• **Angezeigter Text**
..............................

2023 war bisher ausserordentlich - ausserordentlich warm. Weltweit sorgten Hitzewellen nicht bloss für erhöhtes Schweisstreiben, sondern auch für Naturkatastrophen. Seit Jahren steht die Aviatik für ihre Umweltbelastung am Pranger der Klimadiskussion. Denn die selbst gesteckten Branchenziele für einen emissionsfreien Flugverkehr liegen in ferner Zukunft und sind mit Fragezeichen behaftet.
Doch die Folgen der Klimaerwärmung machen sich auch in der Aviatik schon heute bemerkbar. Dessen sind sich auch die Pilotinnen und Piloten der Swiss bewusst. Das aktuelle Mitgliedermagazin des Swiss-Cockpit-Verbands Aeropers widmet dem Thema denn auch einen grossen Beitrag mit dem Titel: «Nasser, heisser, heftiger - das Wetter verändert sich».
Die Welt werde heisser und stürmischer, heisst es im Artikel: «Auf unsere tägliche Arbeit wirkt sich das unmittelbar aus. Wenn damit zu rechnen ist, dass mehr Gewitter und Stürme auftreten, wird sich das zwangsläufig häufiger auch in unserer Flugplanung bemerkbar machen.» So müsse die Interpretation der Wetterprognose für einen Flug möglicherweise angepasst werden. Ein Gewitter könnte 2024 unter Umständen ein komplett anderes Gewitter sein als vor 30 Jahren: «Unter Umständen ist es grösser, hält länger an und bringt vielleicht heftigere Begleitumstände mit sich, was Schwerwinde, Niederschlag und Vereisung angeht. Das Problem: Wir wissen es nicht.»
Der Swiss-Pilotenverband Aeropers verweist auf einen konkreten Fall von Ende Juli in den USA. Wie heftig ein Sommergewitter sein kann, erlebten demnach die Passagiere und Crew-Mitglieder des Delta-Airline-Flugs 185. Die Boeing-767 hob von Mailand in Richtung New York ab. Vorhergesagt war ein moderates Gewitter mit leichtem Wind. Doch kurz nach Start der Schock: Der Sturm war viel heftiger als erwartet. «Obwohl es der Crew leidlich gelang, das Zentrum des Sturms zu umfliegen, wurde die 767 derart heftig von Hagelkörnern malträtiert, dass die Piloten sich zu einer Notlandung in Rom entschieden.» Bilder zeigen, dass die Hagelkörner an mehreren Stellen die Tragfläche durchschlugen. Die Nase wurde sogar völlig zerstört.

..............................

[Zeilen des Datensatzes]

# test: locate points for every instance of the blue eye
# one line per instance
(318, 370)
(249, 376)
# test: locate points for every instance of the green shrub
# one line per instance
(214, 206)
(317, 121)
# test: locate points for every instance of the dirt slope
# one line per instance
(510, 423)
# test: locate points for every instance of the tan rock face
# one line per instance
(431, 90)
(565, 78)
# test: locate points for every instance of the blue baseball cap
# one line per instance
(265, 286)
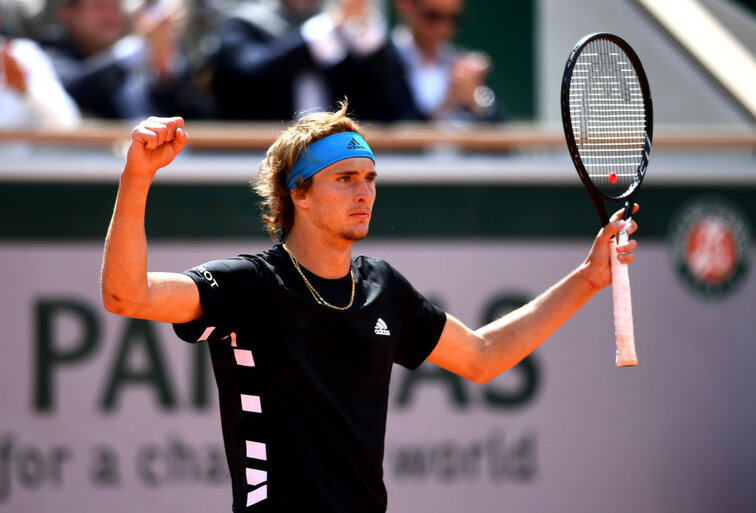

..............................

• **Aufgabe 1**
Kopiere aus dem Text über Klimaerwärmung und Luftfahrt den Abschnitt wortgetreu, beginnend bei „Der Swiss-Pilotenverband Aeropers“ und endend bei „sogar völlig zerstört.“.
• **Aufgabe 2**
Wo entschieden sich die Piloten des Delta-Airline-Flugs 185 laut dem Text über Klimaerwärmung und Luftfahrt zu einer Notlandung?

• **Vollständige Antwort 1**
Der Swiss-Pilotenverband Aeropers verweist auf einen konkreten Fall von Ende Juli in den USA. Wie heftig ein Sommergewitter sein kann, erlebten demnach die Passagiere und Crew-Mitglieder des Delta-Airline-Flugs 185. Die Boeing-767 hob von Mailand in Richtung New York ab. Vorhergesagt war ein moderates Gewitter mit leichtem Wind. Doch kurz nach Start der Schock: Der Sturm war viel heftiger als erwartet. «Obwohl es der Crew leidlich gelang, das Zentrum des Sturms zu umfliegen, wurde die 767 derart heftig von Hagelkörnern malträtiert, dass die Piloten sich zu einer Notlandung in Rom entschieden.» Bilder zeigen, dass die Hagelkörner an mehreren Stellen die Tragfläche durchschlugen. Die Nase wurde sogar völlig zerstört.

• **Vollständige Antwort 2**
In Rom.